Directions: Records follow. Copy every line with "below".
:: Material provided
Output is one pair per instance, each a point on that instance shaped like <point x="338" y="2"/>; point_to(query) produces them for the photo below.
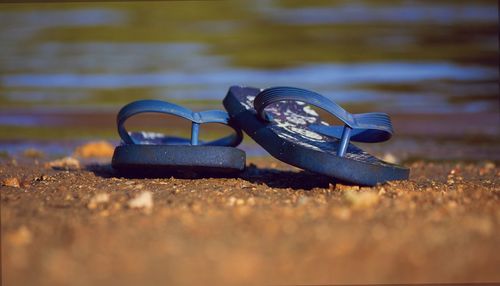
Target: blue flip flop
<point x="281" y="121"/>
<point x="145" y="153"/>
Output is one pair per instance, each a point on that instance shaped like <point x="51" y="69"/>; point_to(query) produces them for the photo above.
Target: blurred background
<point x="67" y="68"/>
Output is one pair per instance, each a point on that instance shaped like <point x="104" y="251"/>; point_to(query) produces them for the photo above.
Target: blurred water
<point x="395" y="56"/>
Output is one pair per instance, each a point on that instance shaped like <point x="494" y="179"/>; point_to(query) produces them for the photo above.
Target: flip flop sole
<point x="297" y="145"/>
<point x="161" y="160"/>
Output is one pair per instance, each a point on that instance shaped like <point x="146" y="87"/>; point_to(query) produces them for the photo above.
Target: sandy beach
<point x="274" y="224"/>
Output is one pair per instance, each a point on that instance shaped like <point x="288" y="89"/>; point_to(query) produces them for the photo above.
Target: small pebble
<point x="143" y="201"/>
<point x="95" y="150"/>
<point x="361" y="200"/>
<point x="20" y="237"/>
<point x="67" y="163"/>
<point x="11" y="182"/>
<point x="98" y="199"/>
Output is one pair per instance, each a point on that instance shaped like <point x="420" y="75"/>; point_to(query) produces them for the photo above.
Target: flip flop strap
<point x="365" y="127"/>
<point x="197" y="118"/>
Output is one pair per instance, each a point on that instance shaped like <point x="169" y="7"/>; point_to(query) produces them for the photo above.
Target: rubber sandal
<point x="281" y="121"/>
<point x="145" y="153"/>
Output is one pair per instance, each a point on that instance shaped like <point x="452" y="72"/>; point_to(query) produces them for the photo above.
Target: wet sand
<point x="272" y="225"/>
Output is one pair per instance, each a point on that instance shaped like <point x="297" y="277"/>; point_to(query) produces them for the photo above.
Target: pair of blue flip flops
<point x="280" y="119"/>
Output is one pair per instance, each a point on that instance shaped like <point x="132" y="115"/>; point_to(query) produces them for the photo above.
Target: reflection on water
<point x="396" y="56"/>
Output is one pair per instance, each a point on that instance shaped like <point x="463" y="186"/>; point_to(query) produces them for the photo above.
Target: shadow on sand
<point x="271" y="177"/>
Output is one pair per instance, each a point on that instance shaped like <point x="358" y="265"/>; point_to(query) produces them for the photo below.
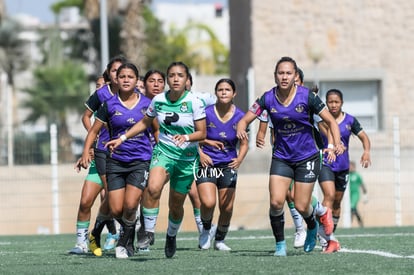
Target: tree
<point x="60" y="86"/>
<point x="58" y="90"/>
<point x="13" y="57"/>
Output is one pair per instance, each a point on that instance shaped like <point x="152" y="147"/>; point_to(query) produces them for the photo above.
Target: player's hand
<point x="365" y="198"/>
<point x="260" y="142"/>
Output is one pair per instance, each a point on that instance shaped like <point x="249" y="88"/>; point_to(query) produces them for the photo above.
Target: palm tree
<point x="58" y="90"/>
<point x="13" y="57"/>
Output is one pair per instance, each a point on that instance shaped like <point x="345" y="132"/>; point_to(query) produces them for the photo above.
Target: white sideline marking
<point x="375" y="252"/>
<point x="342" y="250"/>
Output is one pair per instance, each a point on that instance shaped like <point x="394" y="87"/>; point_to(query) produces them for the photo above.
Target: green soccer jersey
<point x="177" y="118"/>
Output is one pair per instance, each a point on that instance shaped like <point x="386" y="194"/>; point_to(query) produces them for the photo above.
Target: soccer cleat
<point x="322" y="242"/>
<point x="94" y="245"/>
<point x="310" y="240"/>
<point x="300" y="237"/>
<point x="111" y="240"/>
<point x="327" y="221"/>
<point x="170" y="246"/>
<point x="80" y="248"/>
<point x="221" y="246"/>
<point x="121" y="252"/>
<point x="280" y="249"/>
<point x="146" y="240"/>
<point x="204" y="240"/>
<point x="333" y="246"/>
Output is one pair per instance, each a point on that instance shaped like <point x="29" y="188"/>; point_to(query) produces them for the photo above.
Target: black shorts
<point x="303" y="171"/>
<point x="100" y="161"/>
<point x="222" y="176"/>
<point x="119" y="174"/>
<point x="340" y="178"/>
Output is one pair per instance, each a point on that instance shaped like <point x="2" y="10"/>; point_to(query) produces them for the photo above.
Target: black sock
<point x="278" y="227"/>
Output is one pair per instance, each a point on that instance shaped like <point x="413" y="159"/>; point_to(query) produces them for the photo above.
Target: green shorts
<point x="182" y="173"/>
<point x="93" y="175"/>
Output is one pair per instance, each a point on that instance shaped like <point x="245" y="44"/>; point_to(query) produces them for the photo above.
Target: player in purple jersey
<point x="127" y="166"/>
<point x="154" y="84"/>
<point x="100" y="153"/>
<point x="337" y="173"/>
<point x="295" y="151"/>
<point x="208" y="99"/>
<point x="219" y="162"/>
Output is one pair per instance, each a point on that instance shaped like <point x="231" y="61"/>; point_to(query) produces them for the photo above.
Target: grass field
<point x="364" y="251"/>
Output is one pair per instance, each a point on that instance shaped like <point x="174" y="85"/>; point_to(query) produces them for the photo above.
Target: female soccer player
<point x="295" y="152"/>
<point x="127" y="166"/>
<point x="181" y="117"/>
<point x="337" y="173"/>
<point x="219" y="162"/>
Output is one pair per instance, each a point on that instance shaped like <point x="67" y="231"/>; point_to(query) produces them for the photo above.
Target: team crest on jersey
<point x="184" y="107"/>
<point x="131" y="120"/>
<point x="300" y="108"/>
<point x="211" y="125"/>
<point x="255" y="105"/>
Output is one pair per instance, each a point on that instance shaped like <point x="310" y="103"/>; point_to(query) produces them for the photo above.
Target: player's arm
<point x="261" y="134"/>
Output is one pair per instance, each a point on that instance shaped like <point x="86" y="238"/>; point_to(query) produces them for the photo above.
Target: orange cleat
<point x="333" y="246"/>
<point x="327" y="221"/>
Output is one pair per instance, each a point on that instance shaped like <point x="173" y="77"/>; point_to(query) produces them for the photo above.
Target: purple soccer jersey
<point x="93" y="103"/>
<point x="293" y="127"/>
<point x="119" y="119"/>
<point x="348" y="126"/>
<point x="224" y="131"/>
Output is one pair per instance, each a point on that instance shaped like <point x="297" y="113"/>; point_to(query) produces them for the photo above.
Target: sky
<point x="41" y="8"/>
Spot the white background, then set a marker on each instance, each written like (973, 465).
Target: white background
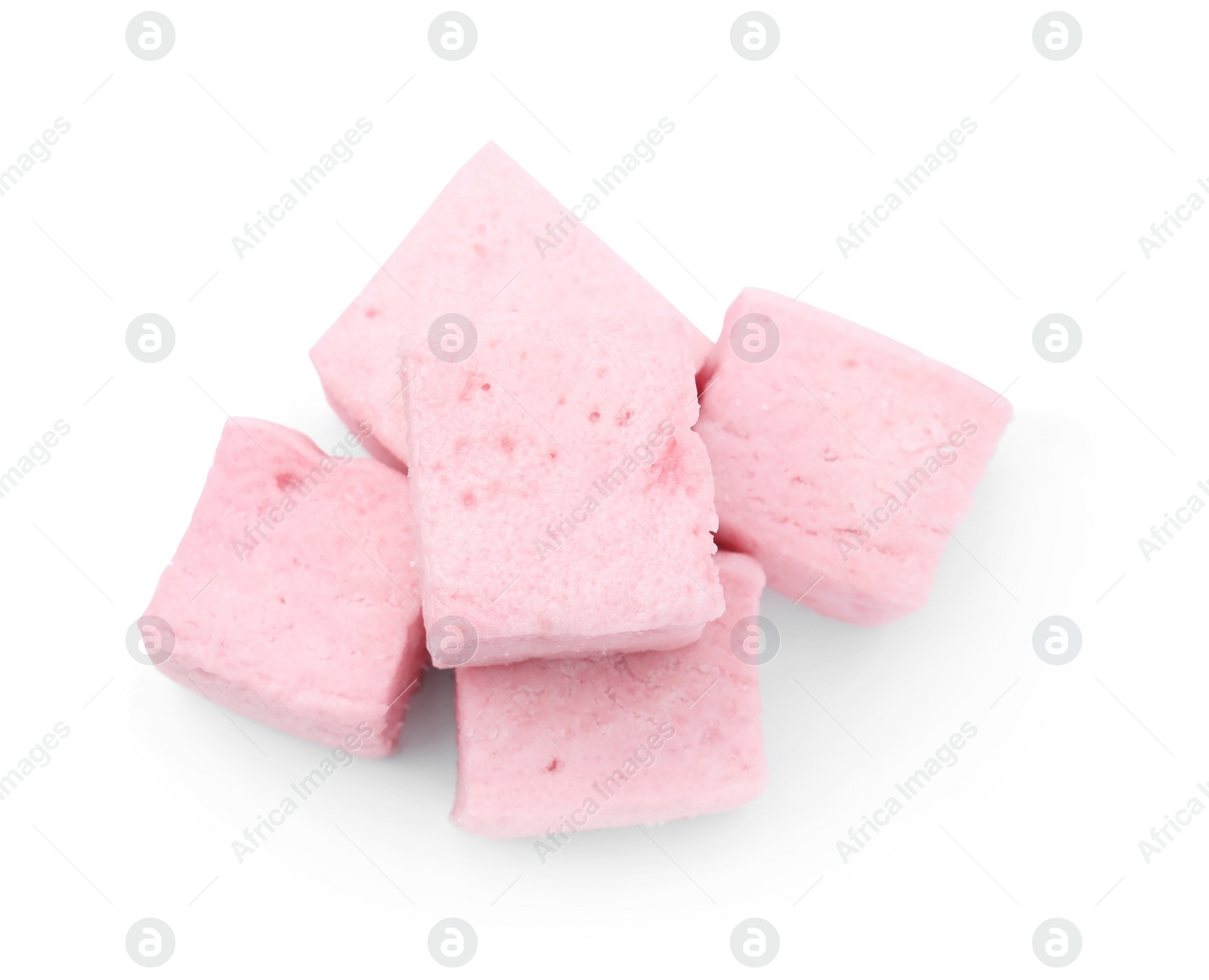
::::
Response area:
Output is one pair per instance, each a point on that instance shaped like <point x="338" y="2"/>; point_to(query) produces them for the photo below.
Output is one pair per instance, each a point on that instance shaped like <point x="358" y="265"/>; point_to(query) produces them for the photo below.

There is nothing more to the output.